--- Records for this exercise ---

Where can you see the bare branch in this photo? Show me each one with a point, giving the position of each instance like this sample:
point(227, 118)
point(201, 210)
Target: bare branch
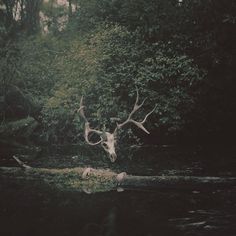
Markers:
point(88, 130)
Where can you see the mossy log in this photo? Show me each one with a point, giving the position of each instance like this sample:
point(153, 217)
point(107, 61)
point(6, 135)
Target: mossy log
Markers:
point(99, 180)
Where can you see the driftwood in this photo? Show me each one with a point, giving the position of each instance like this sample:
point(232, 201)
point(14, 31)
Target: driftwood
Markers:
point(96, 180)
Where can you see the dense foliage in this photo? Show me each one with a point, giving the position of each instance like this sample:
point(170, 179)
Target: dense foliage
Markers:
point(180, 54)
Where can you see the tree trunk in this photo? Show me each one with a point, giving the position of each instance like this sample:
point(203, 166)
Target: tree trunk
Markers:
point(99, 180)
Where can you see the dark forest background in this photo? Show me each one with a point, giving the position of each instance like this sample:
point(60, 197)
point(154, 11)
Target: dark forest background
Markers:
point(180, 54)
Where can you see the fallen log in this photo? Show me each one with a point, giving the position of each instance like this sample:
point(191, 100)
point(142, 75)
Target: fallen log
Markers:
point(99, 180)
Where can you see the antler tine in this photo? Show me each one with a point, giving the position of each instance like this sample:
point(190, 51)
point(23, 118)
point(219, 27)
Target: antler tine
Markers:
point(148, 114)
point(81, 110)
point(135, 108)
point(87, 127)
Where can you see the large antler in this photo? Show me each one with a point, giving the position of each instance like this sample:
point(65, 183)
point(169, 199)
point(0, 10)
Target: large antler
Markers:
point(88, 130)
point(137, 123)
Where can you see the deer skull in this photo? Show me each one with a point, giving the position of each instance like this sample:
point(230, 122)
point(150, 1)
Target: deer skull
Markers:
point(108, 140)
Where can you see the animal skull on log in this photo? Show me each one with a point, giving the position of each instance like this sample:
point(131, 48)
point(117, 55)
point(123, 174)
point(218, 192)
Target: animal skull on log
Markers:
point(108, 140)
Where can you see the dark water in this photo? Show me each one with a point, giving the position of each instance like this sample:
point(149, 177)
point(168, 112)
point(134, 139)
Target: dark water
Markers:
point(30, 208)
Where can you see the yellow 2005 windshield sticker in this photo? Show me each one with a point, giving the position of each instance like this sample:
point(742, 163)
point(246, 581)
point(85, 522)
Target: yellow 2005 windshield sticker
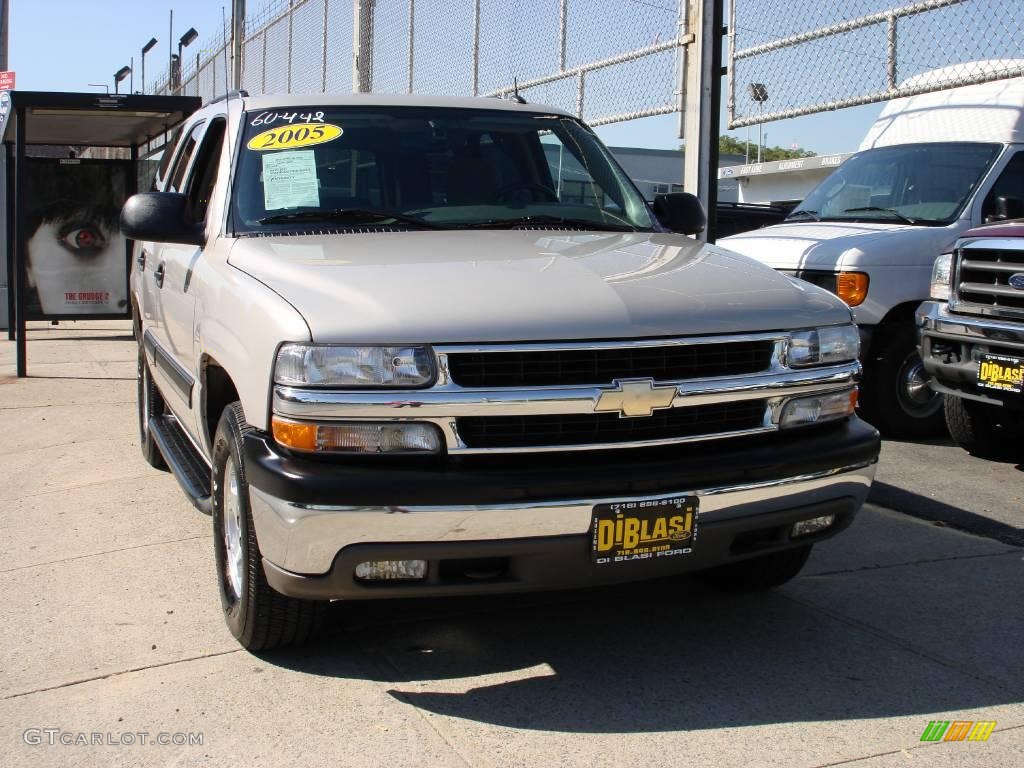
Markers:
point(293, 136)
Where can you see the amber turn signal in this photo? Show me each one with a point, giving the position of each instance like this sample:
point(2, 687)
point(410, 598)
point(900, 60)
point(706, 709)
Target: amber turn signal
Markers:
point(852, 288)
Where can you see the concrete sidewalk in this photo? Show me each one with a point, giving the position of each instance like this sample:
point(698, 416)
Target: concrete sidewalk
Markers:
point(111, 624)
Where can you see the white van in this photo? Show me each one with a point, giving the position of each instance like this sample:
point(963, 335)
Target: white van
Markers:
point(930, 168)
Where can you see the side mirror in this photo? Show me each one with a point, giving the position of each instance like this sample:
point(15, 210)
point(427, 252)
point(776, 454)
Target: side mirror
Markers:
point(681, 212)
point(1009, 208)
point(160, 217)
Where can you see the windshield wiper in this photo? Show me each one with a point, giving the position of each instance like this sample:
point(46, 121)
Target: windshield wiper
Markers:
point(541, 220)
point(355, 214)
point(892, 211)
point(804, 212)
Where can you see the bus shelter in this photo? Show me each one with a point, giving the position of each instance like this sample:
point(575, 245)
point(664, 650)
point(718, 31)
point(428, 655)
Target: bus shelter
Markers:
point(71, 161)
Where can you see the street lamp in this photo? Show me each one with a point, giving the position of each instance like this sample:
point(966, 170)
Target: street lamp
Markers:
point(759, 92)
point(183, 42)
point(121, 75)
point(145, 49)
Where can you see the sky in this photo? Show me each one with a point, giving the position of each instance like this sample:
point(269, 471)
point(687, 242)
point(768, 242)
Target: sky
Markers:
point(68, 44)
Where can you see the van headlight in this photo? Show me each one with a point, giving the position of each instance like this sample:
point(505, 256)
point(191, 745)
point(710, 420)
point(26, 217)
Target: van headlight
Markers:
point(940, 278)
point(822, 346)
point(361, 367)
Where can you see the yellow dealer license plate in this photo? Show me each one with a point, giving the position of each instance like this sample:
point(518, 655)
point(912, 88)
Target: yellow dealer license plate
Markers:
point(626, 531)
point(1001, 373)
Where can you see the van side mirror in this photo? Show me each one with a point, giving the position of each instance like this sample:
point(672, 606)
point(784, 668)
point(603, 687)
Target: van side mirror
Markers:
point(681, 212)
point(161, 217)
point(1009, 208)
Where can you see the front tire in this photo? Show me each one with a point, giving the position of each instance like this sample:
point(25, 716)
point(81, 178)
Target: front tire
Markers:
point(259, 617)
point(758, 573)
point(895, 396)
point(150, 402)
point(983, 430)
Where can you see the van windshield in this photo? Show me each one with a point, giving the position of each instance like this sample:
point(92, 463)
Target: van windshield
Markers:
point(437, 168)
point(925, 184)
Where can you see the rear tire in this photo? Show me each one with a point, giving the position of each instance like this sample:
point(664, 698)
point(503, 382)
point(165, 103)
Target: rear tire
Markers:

---

What is needed
Pictures included in the data should be dropped; everything else must be repeated exactly.

Output for this exercise
Where can you see the bare branch in this photo? Show me each one with a point, giving the position of each instance like this sample:
point(227, 118)
point(201, 210)
Target: bare branch
Markers:
point(88, 130)
Where can you see the mossy log in this photo? Show me each one with a point, giving the position of each instance like this sample:
point(153, 217)
point(107, 61)
point(6, 135)
Target: mossy log
Markers:
point(99, 180)
Where can you see the driftwood in this photo? Show me each one with a point, giving the position of each instance like this sample:
point(232, 201)
point(14, 31)
Target: driftwood
Markers:
point(96, 180)
Where can you see the dense foliage in this photo? Show me each one with a point, giving the position of each instance like this sample:
point(170, 179)
Target: dense foliage
Markers:
point(180, 54)
Where can you see the tree trunk in this photo? Show me each one with a point, giving the position of each instance like this sample:
point(203, 166)
Target: tree trunk
Markers:
point(99, 180)
Where can you see the dark forest background in this photo? Show me each one with a point, giving the position of each instance like this sample:
point(60, 197)
point(154, 11)
Target: dark forest background
Markers:
point(180, 54)
Where can you see the fallen log in this photo? Show me each one with a point, giving the position of each instance like this sample:
point(191, 100)
point(142, 75)
Target: fallen log
Markers:
point(99, 180)
Where can you see the antler tine in this photo? Show me each one with a point, giving the position of each instance like this sample:
point(190, 51)
point(23, 118)
point(219, 27)
Target: antler tine
Markers:
point(148, 114)
point(81, 110)
point(135, 108)
point(87, 127)
Where can you see the large antler in this photo? Show me each one with a point, giving the position of each instance like this sample:
point(65, 183)
point(169, 199)
point(0, 10)
Target: large antler
Markers:
point(88, 130)
point(137, 123)
Where can you see the deer skull in this photo? Show me each one with a point, giving the position of each instance like this sample:
point(230, 122)
point(150, 1)
Target: deer skull
Markers:
point(108, 140)
Where can you see the animal skull on log in this photo? Show me each one with a point, giving the position of each instance like this sample:
point(131, 48)
point(117, 55)
point(123, 174)
point(218, 192)
Target: animal skull on log
Markers:
point(108, 140)
Where can you see the dark water in this photo? Show me each one with a point, giving the position of each instance like this sample:
point(149, 177)
point(168, 112)
point(134, 139)
Target: dark water
Markers:
point(30, 208)
Where can you see the yellow 2005 windshield sticker in this photo? Show me each one with a point, giving the position of each instance like this sample:
point(742, 163)
point(246, 581)
point(85, 522)
Target: yellow 2005 windshield sticker
Markers:
point(293, 136)
Where can you see the amber turn signal in this photo? Show me each one with a point, giving the position of each instance like this sample:
point(2, 687)
point(410, 598)
point(900, 60)
point(706, 709)
Target: amber turn signal
Markers:
point(852, 288)
Where can you see the concrete sidewalk in this photo? Show me each one with a point, giving the position of each instance like this sample:
point(698, 416)
Target: concrete sidewalk
Markers:
point(111, 624)
Where can you see the white van in this photo? Show me each one with a point, giving the position of each instance like this sample:
point(963, 335)
Target: white van
Markers:
point(930, 168)
Where can you see the side mirror in this photo? Show me each one with a point, giving the position of each instance like this sample:
point(15, 210)
point(427, 252)
point(776, 454)
Target: side mirror
Markers:
point(681, 212)
point(1009, 208)
point(160, 217)
Where can you see the windshield wiper in this photo? Show me each one with a point, giving the position of each instance like this sample:
point(46, 121)
Target: windshield wiper
Markers:
point(541, 220)
point(355, 214)
point(892, 211)
point(804, 212)
Where can you see the bus shelter in this photo? Show me each one with a point, giving the position of each instance like this sample:
point(575, 245)
point(664, 650)
point(718, 31)
point(428, 655)
Target: bus shelter
Markers:
point(71, 161)
Where can you see the street lamp in this photo? Show me each one with a point, giving the position of each instance like this sample:
point(966, 170)
Target: street lamp
Markers:
point(759, 92)
point(183, 42)
point(121, 75)
point(145, 49)
Where can you see the sky in this photo? Show me each one with a point, giving the position of each instance like this sample:
point(269, 471)
point(687, 242)
point(768, 242)
Target: sky
Markers:
point(68, 44)
Where can you see the van headlight in this photo? Show me each one with a point, giving the position of each instance like this sample:
point(505, 256)
point(191, 745)
point(710, 420)
point(26, 217)
Target: van headlight
Markers:
point(940, 278)
point(822, 346)
point(361, 367)
Where can you see the yellow dealer license plate in this photo? Show me each one with a point, giving the position of each instance like this sample:
point(518, 655)
point(912, 88)
Target: yellow dealer license plate
Markers:
point(626, 531)
point(1001, 373)
Where can you see the van side mirror in this photo? Show me each one with a point, giving the position of each instance like this sample:
point(672, 606)
point(784, 668)
point(603, 687)
Target: van side mirror
Markers:
point(681, 212)
point(161, 217)
point(1009, 208)
Where can you see the front tire in this photo? Show me each one with a point, giving the position of each instance like this sample:
point(25, 716)
point(81, 178)
Target: front tire
Markers:
point(259, 617)
point(758, 573)
point(895, 396)
point(150, 402)
point(983, 430)
Where can you see the van windshield in this photo? Show me each one with a point, giving the position of each instance like this sample:
point(92, 463)
Target: van windshield
Markers:
point(437, 168)
point(925, 184)
Where can you see the rear tire in this photo? Show me each one with a point, giving the position of each instance like this sample:
point(664, 698)
point(503, 382)
point(165, 103)
Target: rear tire
Markers:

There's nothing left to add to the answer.